- [Task to complete]: Below is a listing; write it out exactly and drop any images from it.

- [Data excerpts]:
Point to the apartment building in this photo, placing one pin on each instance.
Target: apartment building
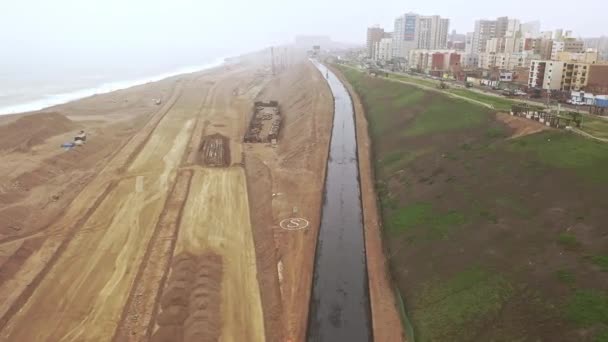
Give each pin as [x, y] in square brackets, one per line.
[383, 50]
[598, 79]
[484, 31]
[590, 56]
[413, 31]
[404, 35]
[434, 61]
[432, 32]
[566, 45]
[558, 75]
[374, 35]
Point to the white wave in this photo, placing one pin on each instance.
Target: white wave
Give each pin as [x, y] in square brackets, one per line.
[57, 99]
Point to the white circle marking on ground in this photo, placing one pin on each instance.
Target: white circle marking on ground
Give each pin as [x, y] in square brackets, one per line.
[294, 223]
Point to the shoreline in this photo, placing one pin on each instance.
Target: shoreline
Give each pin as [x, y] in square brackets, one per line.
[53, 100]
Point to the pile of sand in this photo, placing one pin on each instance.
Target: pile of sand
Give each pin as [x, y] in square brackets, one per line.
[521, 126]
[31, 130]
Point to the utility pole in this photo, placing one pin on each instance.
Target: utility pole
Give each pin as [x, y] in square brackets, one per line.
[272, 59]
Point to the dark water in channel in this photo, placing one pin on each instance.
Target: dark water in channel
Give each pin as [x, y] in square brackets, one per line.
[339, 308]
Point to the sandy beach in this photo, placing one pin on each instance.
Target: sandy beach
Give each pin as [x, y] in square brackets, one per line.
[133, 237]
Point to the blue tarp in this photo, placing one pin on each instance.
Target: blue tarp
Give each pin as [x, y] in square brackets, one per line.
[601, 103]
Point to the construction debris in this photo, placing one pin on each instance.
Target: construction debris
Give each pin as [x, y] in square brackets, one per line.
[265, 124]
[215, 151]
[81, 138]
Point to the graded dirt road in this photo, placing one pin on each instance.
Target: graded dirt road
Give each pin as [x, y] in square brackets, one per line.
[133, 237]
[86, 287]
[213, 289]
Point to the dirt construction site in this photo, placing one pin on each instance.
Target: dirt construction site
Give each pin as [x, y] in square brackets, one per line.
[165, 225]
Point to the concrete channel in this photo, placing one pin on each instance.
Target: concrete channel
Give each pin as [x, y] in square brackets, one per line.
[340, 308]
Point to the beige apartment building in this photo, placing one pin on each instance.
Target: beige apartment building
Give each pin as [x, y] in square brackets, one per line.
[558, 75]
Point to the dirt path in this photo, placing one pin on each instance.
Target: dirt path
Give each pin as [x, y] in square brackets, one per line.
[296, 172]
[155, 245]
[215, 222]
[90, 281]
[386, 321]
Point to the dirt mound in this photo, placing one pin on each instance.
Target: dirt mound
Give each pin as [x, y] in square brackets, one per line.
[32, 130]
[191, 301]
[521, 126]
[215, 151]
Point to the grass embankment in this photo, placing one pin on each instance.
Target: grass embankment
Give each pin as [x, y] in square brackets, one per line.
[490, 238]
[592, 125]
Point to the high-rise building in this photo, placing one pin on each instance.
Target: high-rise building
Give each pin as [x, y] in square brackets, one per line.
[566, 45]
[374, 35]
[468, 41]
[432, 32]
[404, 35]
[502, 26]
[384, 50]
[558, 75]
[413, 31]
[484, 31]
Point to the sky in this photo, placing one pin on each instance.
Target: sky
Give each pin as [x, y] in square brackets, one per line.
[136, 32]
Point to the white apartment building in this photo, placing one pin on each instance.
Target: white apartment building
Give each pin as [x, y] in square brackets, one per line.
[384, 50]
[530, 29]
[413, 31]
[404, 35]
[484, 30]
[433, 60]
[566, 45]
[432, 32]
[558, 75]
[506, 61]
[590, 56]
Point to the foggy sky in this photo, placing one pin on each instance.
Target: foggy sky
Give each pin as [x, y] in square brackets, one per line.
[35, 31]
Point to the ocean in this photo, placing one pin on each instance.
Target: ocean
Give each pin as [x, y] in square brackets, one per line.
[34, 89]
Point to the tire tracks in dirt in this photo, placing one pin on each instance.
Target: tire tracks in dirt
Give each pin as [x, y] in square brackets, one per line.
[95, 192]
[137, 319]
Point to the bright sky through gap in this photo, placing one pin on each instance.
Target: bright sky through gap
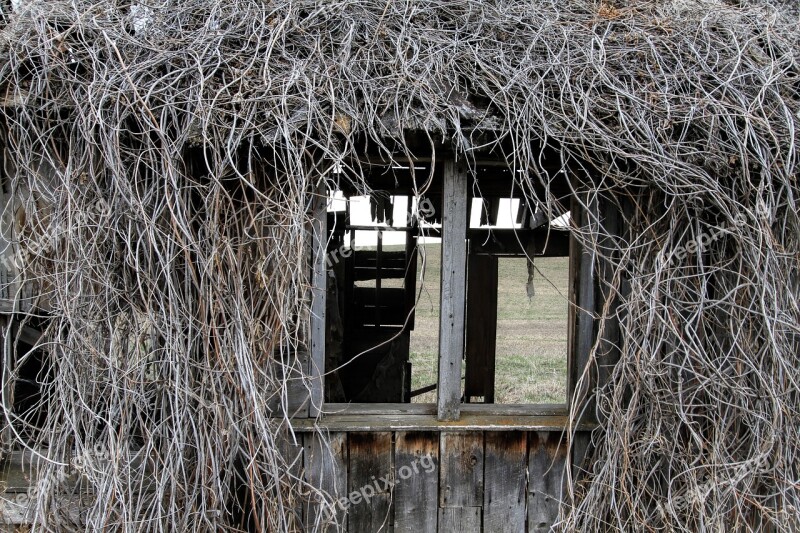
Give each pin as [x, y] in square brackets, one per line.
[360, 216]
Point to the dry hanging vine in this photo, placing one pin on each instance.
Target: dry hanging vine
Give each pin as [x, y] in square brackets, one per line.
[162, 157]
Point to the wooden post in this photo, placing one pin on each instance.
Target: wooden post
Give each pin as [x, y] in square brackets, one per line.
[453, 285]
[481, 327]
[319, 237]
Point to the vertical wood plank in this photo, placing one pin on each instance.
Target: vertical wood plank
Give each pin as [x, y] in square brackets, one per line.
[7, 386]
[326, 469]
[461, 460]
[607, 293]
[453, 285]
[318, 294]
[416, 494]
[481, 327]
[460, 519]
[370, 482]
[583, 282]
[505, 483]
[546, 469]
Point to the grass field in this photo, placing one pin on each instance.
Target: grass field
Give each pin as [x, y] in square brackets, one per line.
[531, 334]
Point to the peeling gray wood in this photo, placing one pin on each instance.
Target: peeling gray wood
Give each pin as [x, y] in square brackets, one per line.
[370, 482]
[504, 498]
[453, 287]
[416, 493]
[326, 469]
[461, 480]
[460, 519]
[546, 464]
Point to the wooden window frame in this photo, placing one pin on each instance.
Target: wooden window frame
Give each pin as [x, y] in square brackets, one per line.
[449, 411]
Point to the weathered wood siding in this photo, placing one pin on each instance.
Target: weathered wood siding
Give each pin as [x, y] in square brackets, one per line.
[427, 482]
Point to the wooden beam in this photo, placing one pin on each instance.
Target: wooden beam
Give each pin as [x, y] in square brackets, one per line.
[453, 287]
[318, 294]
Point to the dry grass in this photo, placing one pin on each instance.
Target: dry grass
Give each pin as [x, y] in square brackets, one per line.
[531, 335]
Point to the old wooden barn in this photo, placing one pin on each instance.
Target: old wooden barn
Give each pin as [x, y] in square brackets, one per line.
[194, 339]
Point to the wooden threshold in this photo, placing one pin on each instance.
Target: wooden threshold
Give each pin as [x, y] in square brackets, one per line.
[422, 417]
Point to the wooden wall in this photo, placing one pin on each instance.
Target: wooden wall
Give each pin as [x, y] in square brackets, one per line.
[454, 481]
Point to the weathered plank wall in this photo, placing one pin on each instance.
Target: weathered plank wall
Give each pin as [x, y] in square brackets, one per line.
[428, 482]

- [Exercise answer]:
Point to the apartment building in this photo, placing one pin on each instance.
Target: apartment building
Give each pin as [x, y] in square brackets, one per line.
[383, 50]
[598, 79]
[484, 31]
[590, 56]
[413, 31]
[404, 35]
[434, 61]
[432, 32]
[566, 45]
[558, 75]
[374, 35]
Point to the white wave in this photo, placing one pin on each instance.
Target: white wave
Give each pin as [x, y] in square brackets, one per line.
[57, 99]
Point to the white circle marking on ground in this photo, placing one pin on each instance.
Target: white circle marking on ground
Give each pin as [x, y] in square brackets, one per line.
[294, 223]
Point to the shoreline in this photo, placing one pin on each instance.
Target: shoreline
Give each pin as [x, y] in square brackets, one per line.
[53, 100]
Point to the pile of sand in this photo, placing one pin on each instance.
Target: pile of sand
Give each pin as [x, y] in square brackets, one per line.
[521, 126]
[31, 130]
Point to the utility pole in this photo, placing one pin on each instance.
Target: utility pole
Give each pin as [x, y] in square brackets, one per line.
[272, 59]
Point to the dark water in channel in this photo, placing one pin on each instance.
Target: dark water in channel
Give each pin as [x, y] in square brackets, one per line.
[339, 308]
Point to the sandy beach in this photo, placing one pin on each instance.
Target: sandy beach
Give each pin as [x, y] in square brackets, one per line.
[133, 237]
Point to the blue tarp in this photo, placing one pin on each instance.
Target: blue tarp
Give each pin as [x, y] in square brackets, one per line.
[601, 103]
Point to the construction debris in this photo, placing one pin on each instance.
Target: construction debris
Give each pin as [x, y] in square brackets, one per line.
[265, 124]
[215, 151]
[81, 138]
Point to the graded dirt road in this photo, placing one pin on each instance.
Target: graded dirt road
Give each pin as [x, y] in square brackets, one per line.
[133, 237]
[86, 287]
[213, 289]
Point to the dirt construction site in this photo, placing one pin on each instance.
Target: dirt construction site
Give each pin as [x, y] in square brackets, one per line.
[165, 225]
Point to the concrete channel in this photo, placing one pin on each instance.
Target: concrete channel
Give each pin as [x, y] in square brackets, one per line.
[340, 308]
Point to the beige apartment building in this photo, placing one pin on each instance.
Target: beige apartment building
Give each pin as [x, y] in square brackets, one per line.
[558, 75]
Point to the dirt path in this photo, placing one pin on each instance.
Target: dirt path
Give each pin as [x, y] in square brackets, one per line.
[296, 172]
[155, 245]
[215, 222]
[90, 281]
[386, 321]
Point to the dirt mound in this photo, placing one pin on each instance.
Target: dirt mound
Give each pin as [x, y] in square brackets, one per line.
[32, 130]
[191, 301]
[521, 126]
[215, 151]
Point to the grass embankment in this photo, placing one pin on each instance.
Target: grass embankment
Give each pin as [x, y] in square brackets, one per line.
[490, 238]
[592, 125]
Point to the high-rise building in this photo, placing one pin on each instance.
Target: high-rise building
Give each pin as [x, y] in square brackets, one per line.
[566, 45]
[374, 35]
[468, 41]
[432, 32]
[404, 35]
[502, 26]
[384, 50]
[558, 75]
[413, 31]
[484, 31]
Point to the sky in this photo, placing one pin on each instance.
Target: sky
Give each pin as [x, y] in square brackets, one per line.
[136, 32]
Point to the white apartment building in this photo, placing one pin on each instance.
Target: white apartment building
Give each pin as [x, y] in square brackets, one per line.
[384, 50]
[530, 29]
[413, 31]
[404, 35]
[484, 30]
[433, 60]
[566, 45]
[432, 32]
[558, 75]
[506, 61]
[590, 56]
Point to the foggy sky in this photo, placing one pin on each instance.
Target: foggy sky
Give each pin as [x, y] in square brackets, one per line.
[35, 31]
Point to the ocean in this photo, placing one pin on each instance.
Target: ocean
Give each pin as [x, y] in square brackets, one per line.
[34, 89]
Point to the tire tracks in dirt in this photo, placing one pin on each instance.
Target: tire tracks in dirt
Give each pin as [x, y] in square brackets, one per line.
[95, 192]
[137, 319]
Point to the bright sky through gap in this photo, placing one pin on each instance.
Target: bright sky through gap
Give each pin as [x, y] in square brackets, one per line.
[360, 216]
Point to the dry hanging vine in this photo, placing one pin on each instance.
Target: dry hanging vine
Give each pin as [x, y] in square brackets, one per line.
[162, 157]
Point to the wooden post in this photo, placing one pin on each instance.
Target: wooden post
Give each pin as [x, y] in square brackets, one per line.
[453, 285]
[481, 327]
[319, 237]
Point to the vertical wood plank in this photo, placing one pin on each instance.
Target: vertical wood plank
Give each pin as [x, y] in square brackets, one per line.
[7, 386]
[326, 469]
[461, 460]
[607, 293]
[453, 285]
[318, 294]
[416, 494]
[481, 327]
[460, 519]
[370, 482]
[583, 282]
[505, 483]
[546, 469]
Point to the grass field in this photo, placing one pin on each instance.
Target: grass field
Give each pin as [x, y] in square brackets, one per line.
[531, 334]
Point to the peeling gray wood in this photo, placing one pin on each instance.
Target: peeling gray wood
Give each pin as [x, y] in square brackets, one per line.
[370, 482]
[504, 498]
[453, 287]
[416, 493]
[326, 469]
[461, 480]
[460, 519]
[546, 464]
Point to the wooden window frame in this photo, placing one pin on each instance.
Target: wooden window frame
Give each pin as [x, y] in square brackets, one per line.
[449, 411]
Point to the weathered wood siding in this photo, placing one pin on each instance.
Target: weathered wood siding
Give each pin as [x, y] in square brackets, one per line.
[427, 482]
Point to the wooden beam in this photo, placing one pin on each instance.
Target: wooden beam
Give each pin as [x, y] in square brackets, one per line.
[453, 287]
[318, 294]
Point to the dry grass in this photo, placing one pin on each instance.
Target: dry grass
Give each pin as [x, y] in square brackets, one per line.
[531, 335]
Point to the old wooden barn in this photo, placing one pin on each instance.
Target: old wooden barn
Give each pin as [x, y] in square brackets, one per line.
[194, 339]
Point to the wooden threshold in this photo, placing one pin on each instance.
Target: wooden threshold
Give each pin as [x, y] in square brackets, one per line.
[422, 417]
Point to the wooden wall in this photo, placing one pin on each instance.
Target: wooden wall
Give each pin as [x, y] in square brackets, one per line.
[454, 481]
Point to the weathered plank wall in this photo, placing one pin on each instance.
Target: weathered plank wall
Give each pin as [x, y] in square brackets, one per line.
[428, 482]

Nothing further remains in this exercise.